___ Textauszug ___

Vom 22. Februar bis 4. Mai 2003 ist in der Archäologischen Sammlung der Universität Freiburg im Breisgau eine Ausstellung zu sehen, die sich mit dem Phänomen Krieg beschäftigt. Es werden Gründe, Abläufe und Konsequenzen von Kriegen des 3. Jahrtausends vor Christus bis 1945 beleuchtet.

Aus aktuellem politischem Anlass entschlossen sich Freiburger Dozenten und Studenten, einen Beitrag zur Aufarbeitung des Themas "Krieg" zu leisten. In den einzelnen Modulen der Ausstellung kann keine vollständige Darstellung kriegerischer Menschheitsgeschichte präsentiert werden. Vielmehr sind einzelne Ereignisse collagenartig komponiert, die besondere historische Bedeutung und überzeitlichen Symbolgehalt besitzen.

Konflikte im Alten Orient - von Eannatum bis Saddam

Der Themenbereich "Blut für Wasser" zeigt Konflikte um Wasser und andere Ressourcen, die besonders im Zweistromland eine lange Tradition entfalten: Im alten Orient wurden Kriege fast ausschließlich aus ökonomischen Interessen geführt. Schon in frühdynastischer Zeit (ca. 2850 bis 2350 v. Chr.) entschied der Zugang zu den knappen Wasserreserven über die weitere Existenz oder den Untergang ganzer Staaten. Im Süden Mesopotamiens hatte sich ein System benachbarter, politisch unabhängiger Stadtstaaten entwickelt. Aufgrund der niedrigen Niederschlagsmengen war Landwirtschaft nur mit künstlicher Bewässerung möglich. Ein groß angelegtes Netzwerk von Kanälen versorgte das Land mit dem Wasser von Euphrat und Tigris.

___

Was zu tun ist:
• A. Schreibe aus dem Textauszug wörtlich ab, beginnend mit „Vom 22. Februar“ und weiter bis einschließlich „bis 1945 beleuchtet.“.
• B. Nenne alle Jahreszahlen, die im Textauszug vorkommen.
• C. Beantworte anhand des Textauszugs:
(i) An welchem Tag endet die Ausstellung?
(ii) In welcher Einrichtung ist die Ausstellung zu sehen?
(iii) Weshalb war Landwirtschaft im Süden Mesopotamiens nur mit künstlicher Bewässerung möglich?

___ Gezeigtes Material ___

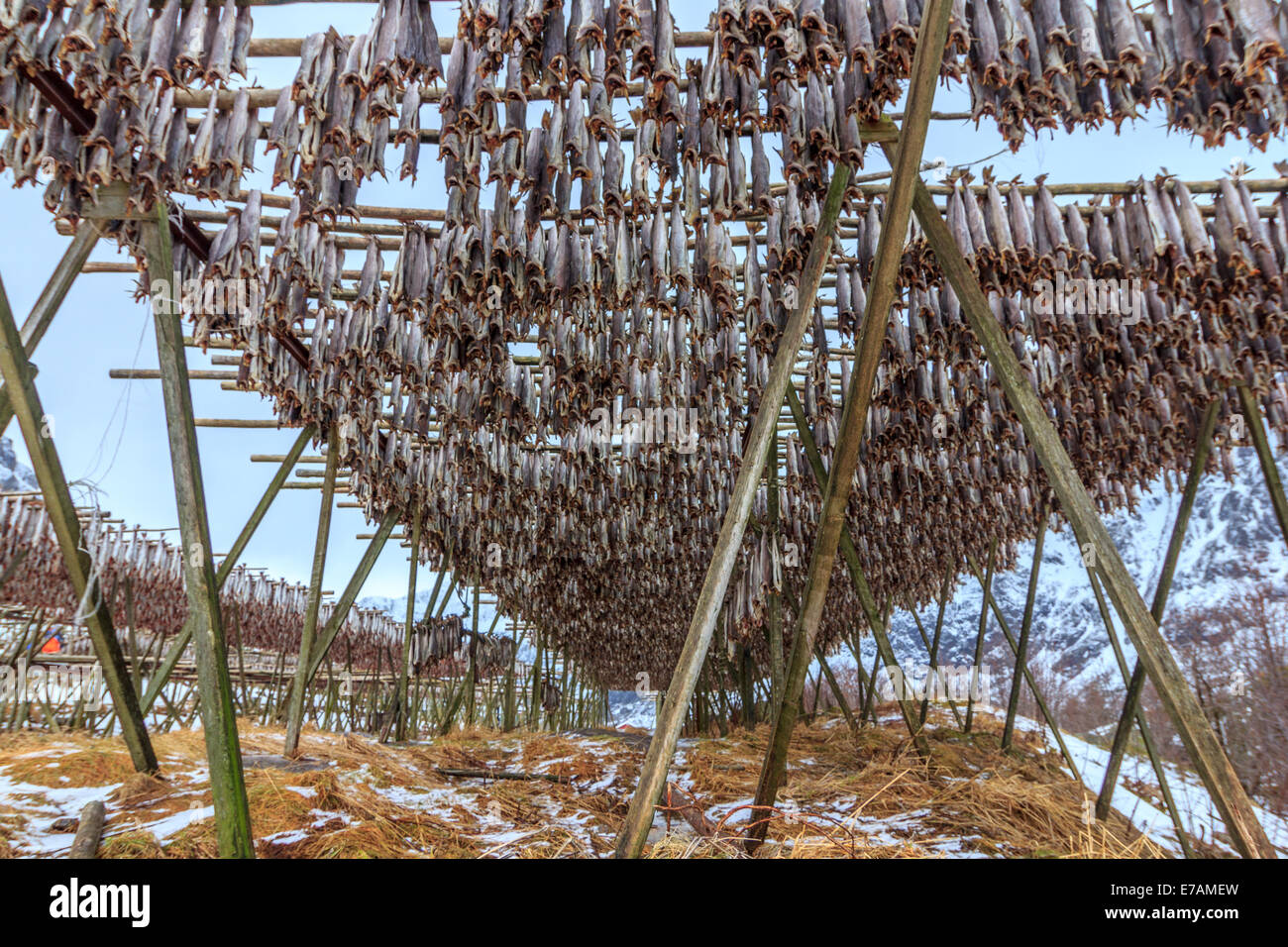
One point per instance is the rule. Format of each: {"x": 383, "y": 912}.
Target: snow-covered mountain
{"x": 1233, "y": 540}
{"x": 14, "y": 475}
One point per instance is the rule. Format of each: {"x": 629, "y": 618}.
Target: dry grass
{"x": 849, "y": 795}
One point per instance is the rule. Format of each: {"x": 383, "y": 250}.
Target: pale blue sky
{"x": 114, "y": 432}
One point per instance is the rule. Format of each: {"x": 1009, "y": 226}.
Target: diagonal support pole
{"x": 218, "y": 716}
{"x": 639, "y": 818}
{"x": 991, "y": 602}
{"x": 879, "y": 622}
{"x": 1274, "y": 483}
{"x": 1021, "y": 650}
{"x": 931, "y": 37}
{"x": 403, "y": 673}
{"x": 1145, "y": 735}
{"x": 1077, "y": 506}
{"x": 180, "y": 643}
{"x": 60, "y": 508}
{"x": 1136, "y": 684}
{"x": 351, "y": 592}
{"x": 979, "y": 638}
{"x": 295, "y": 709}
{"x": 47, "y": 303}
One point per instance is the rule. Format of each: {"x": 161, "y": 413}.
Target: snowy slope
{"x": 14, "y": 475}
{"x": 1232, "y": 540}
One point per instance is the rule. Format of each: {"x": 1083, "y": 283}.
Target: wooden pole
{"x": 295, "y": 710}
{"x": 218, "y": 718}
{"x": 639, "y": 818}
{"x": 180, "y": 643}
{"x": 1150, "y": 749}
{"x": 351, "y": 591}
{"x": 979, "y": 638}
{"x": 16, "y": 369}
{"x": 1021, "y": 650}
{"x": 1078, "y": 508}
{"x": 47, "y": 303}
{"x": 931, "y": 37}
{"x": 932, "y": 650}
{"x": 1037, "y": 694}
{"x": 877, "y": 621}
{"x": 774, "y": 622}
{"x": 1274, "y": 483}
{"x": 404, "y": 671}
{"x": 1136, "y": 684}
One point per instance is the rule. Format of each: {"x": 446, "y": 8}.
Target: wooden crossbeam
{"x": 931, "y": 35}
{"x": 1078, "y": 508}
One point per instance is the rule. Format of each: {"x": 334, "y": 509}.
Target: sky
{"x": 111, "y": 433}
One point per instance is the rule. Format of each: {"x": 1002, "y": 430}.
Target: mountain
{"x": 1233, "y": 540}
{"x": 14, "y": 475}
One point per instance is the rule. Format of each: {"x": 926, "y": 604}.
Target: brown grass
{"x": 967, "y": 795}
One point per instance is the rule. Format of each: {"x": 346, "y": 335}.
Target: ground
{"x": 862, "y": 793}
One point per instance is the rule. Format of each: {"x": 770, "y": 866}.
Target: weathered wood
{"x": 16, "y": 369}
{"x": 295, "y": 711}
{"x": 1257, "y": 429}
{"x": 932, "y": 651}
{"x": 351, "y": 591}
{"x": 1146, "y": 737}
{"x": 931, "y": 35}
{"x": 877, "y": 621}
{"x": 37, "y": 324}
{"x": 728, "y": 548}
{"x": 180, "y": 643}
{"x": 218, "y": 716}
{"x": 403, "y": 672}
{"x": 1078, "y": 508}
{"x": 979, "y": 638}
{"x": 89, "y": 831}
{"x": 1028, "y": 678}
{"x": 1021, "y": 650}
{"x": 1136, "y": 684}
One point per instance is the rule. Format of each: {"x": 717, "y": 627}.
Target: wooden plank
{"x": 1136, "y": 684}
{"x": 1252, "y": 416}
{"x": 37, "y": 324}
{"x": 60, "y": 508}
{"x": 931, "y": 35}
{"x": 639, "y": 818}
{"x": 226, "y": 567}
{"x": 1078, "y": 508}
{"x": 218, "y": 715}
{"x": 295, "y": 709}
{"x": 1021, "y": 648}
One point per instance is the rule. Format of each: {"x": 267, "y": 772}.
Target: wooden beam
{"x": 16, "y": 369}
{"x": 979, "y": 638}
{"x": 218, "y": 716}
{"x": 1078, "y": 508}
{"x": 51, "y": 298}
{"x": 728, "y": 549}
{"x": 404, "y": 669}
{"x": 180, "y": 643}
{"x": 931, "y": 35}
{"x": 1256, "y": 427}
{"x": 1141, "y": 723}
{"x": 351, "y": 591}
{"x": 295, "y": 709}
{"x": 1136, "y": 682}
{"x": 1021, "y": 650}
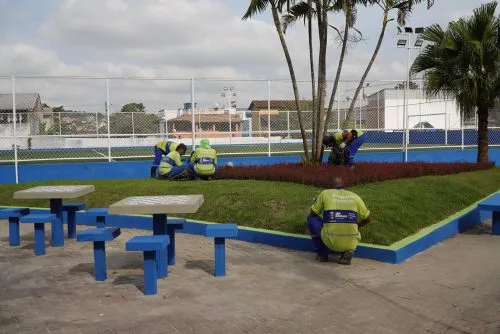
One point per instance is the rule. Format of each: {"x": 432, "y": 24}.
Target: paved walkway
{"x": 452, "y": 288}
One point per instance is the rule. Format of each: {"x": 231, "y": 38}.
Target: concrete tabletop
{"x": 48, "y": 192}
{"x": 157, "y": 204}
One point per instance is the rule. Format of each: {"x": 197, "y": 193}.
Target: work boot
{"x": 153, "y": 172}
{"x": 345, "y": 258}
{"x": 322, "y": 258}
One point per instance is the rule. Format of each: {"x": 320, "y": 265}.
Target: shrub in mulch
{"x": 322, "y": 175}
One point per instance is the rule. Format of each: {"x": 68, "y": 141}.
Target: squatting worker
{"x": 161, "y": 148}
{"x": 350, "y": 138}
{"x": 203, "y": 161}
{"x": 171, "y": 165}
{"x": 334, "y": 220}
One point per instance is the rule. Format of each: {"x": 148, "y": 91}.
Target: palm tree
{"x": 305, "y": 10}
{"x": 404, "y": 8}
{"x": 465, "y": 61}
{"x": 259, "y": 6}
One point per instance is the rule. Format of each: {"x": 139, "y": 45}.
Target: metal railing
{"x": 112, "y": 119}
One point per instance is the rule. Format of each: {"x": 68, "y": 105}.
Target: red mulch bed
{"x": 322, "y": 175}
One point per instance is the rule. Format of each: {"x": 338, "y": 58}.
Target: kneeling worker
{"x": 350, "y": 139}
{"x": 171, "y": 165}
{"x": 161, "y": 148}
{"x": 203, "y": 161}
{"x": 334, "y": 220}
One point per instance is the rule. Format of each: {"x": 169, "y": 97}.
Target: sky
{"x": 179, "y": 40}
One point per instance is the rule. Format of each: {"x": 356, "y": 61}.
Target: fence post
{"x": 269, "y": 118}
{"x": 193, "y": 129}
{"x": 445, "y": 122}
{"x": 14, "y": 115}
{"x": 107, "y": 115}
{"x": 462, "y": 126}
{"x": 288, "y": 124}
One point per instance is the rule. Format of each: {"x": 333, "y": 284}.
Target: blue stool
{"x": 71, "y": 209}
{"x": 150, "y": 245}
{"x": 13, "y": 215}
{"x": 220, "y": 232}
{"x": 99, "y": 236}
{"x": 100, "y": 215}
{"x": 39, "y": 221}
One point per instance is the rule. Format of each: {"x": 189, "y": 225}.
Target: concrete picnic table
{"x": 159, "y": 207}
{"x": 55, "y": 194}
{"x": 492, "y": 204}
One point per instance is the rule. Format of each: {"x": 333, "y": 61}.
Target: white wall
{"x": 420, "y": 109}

___

Ergebnisse in Reihenfolge:
• A.
Vom 22. Februar bis 4. Mai 2003 ist in der Archäologischen Sammlung der Universität Freiburg im Breisgau eine Ausstellung zu sehen, die sich mit dem Phänomen Krieg beschäftigt. Es werden Gründe, Abläufe und Konsequenzen von Kriegen des 3. Jahrtausends vor Christus bis 1945 beleuchtet.

• B. 2003, 1945, 2850, 2350

• C.
(i) Am 4. Mai 2003.
(ii) In der Archäologischen Sammlung der Universität Freiburg im Breisgau.
(iii) Aufgrund der niedrigen Niederschlagsmengen.